Traditions suèdoises : La fête de l'écrevisse

SOUS LE SIGNE DE L’ÉCREVISSE
par Thérèse Eon et le Francofil'
Elles ont leur place dans le calendrier des fêtes suédoises le 7 août, jour de l’ouverture de la pêche à l’écrevisse au temps de l’interdiction qui protégea l’espèce contre la fringale des amateurs.

C’était à la fin du XIXème siècle. La bourgeoisie suédoise avait découvert la chair fine de ce crustacé d’eau douce, consommé pendant les siècles précédents uniquement par les paysans, les soirs d’été après les travaux des champs, au cours de repas pris en commun. Les écrevisses étaient devenues, dans cette classe bourgeoise, une délicatesse.

Des groupes partaient de nuit dans des bateaux pour la pêche au flambeau. On en consommait beaucoup, on en exportait aussi vers les restaurants de Paris, de Londres et de Berlin...jusqu’à ce que la bureaucratie suédoise limite la pêche à une période qui recouvrait la fin de l’été et le début de l’automne et débutait le 7 août. Il fallait bien fêter ça !

[Données fournies]:
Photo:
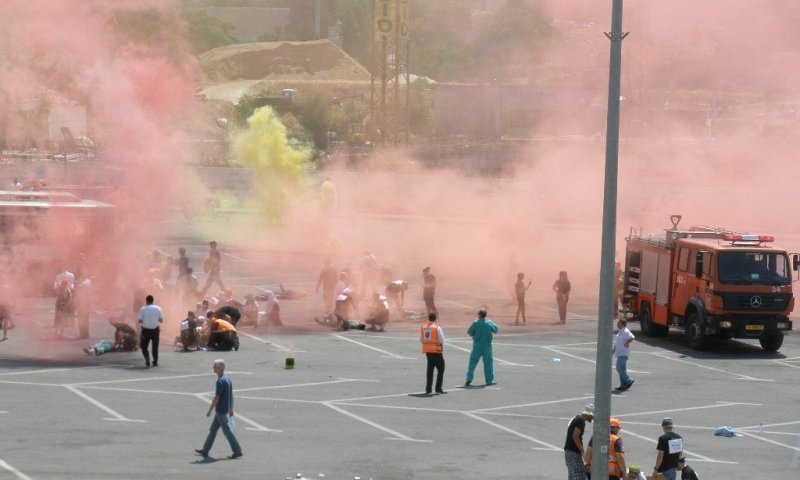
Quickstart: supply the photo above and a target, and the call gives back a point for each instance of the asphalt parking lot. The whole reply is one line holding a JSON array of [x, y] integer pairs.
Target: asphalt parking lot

[Liste des tâches]:
a. D'après le texte sur la fête de l'écrevisse, vers les restaurants de quelles villes exportait-on les écrevisses ?
b. Traduisez en anglais la phrase suivante, tirée du texte sur la fête de l'écrevisse : « Des groupes partaient de nuit dans des bateaux pour la pêche au flambeau. »
c. Renvoyez le passage du texte sur la fête de l'écrevisse compris entre « SOUS LE SIGNE » et « fringale des amateurs. », ces deux bornes incluses.

[Tâches résolues]:
a. Vers les restaurants de Paris, de Londres et de Berlin.

b. Groups would set out at night in boats to fish by torchlight.

c.
SOUS LE SIGNE DE L’ÉCREVISSE
par Thérèse Eon et le Francofil'
Elles ont leur place dans le calendrier des fêtes suédoises le 7 août, jour de l’ouverture de la pêche à l’écrevisse au temps de l’interdiction qui protégea l’espèce contre la fringale des amateurs.